Aim:
Please count how many rows below contain the string "blue", with case counting, and reply with only that number.

Available data:

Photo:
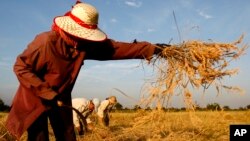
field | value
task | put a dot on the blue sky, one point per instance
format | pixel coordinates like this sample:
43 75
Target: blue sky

Exercise result:
2